══ Extracted text

Steve Simmons, co-owner of Air Comfort Heating & Cooling, started in the industry in 1977 and has watched the same technological changes: coal conversions to natural gas, standing pilots to hot surface ignitors, mechanical fan controls to solid state control boards, and software controlled setup and commissioning, to name a few.

“The level of competency required has fundamentally elevated the baseline skill set necessary to be a successful technician,” said Simmons. “The exciting thing about that is most of the people I see entering the field are more than technically capable. They thrive on a digital approach to their jobs.”


Business Management Changes

The business management side of the industry has changed as well. Simmons watched the emergence of industry associations designed to train contractors on how to operate successful businesses and build wealth.

Workers’ expectations of what companies will provide them have developed too. Simmons said that when he started over 40 years ago, the benefits were “a paycheck and a job.” But now benefits include health coverage, vacation, uniforms, phones, iPads, company events focused on the entire family, career counseling, retirement planning, and ongoing training.

“Today things are much different, and I’m thankful they are,” he said. “I find it very gratifying to have a part in providing for our team members’ potential development. It’s simply investing in the well-being of our society.”


The Next Generation of Technicians

Welsch and Simmons have both had a front row seat to watching the next generation come into the HVAC industry, and they have had an important role in shaping them. Both of them explained that one of the younger technicians’ strengths is an ability to understand technology and incorporate it into their lives with ease. The younger technicians have grown up with laptops, video games, and smartphones, and they enjoy interfacing with technology. This has been evident in some companies that move from paper processes to digital workflows — the younger employees tend to change and adapt to this faster.

════
══ Data lines

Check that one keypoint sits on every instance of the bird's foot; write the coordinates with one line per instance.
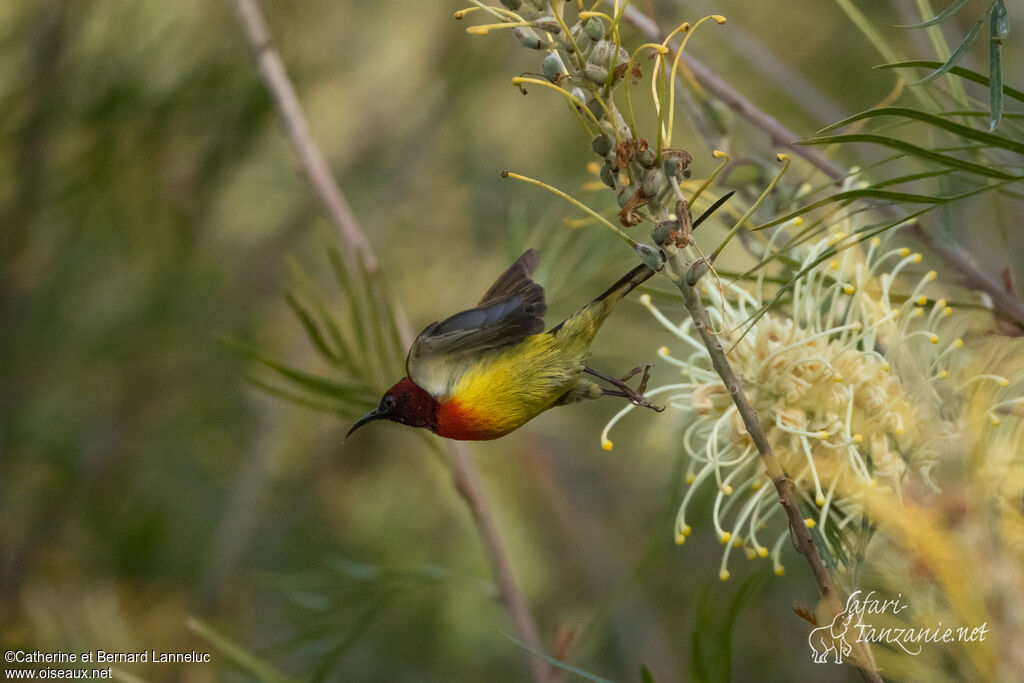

════

## Exercises to complete
- 1) Reproduce the HVAC article between "The business management" and "and build wealth.", inclusive, with no changes.
- 2) According to the HVAC article, what technologies did the younger technicians grow up with? List all of them.

## Responses for each task
- 1)
The business management side of the industry has changed as well. Simmons watched the emergence of industry associations designed to train contractors on how to operate successful businesses and build wealth.

- 2)
- Laptops
- Video games
- Smartphones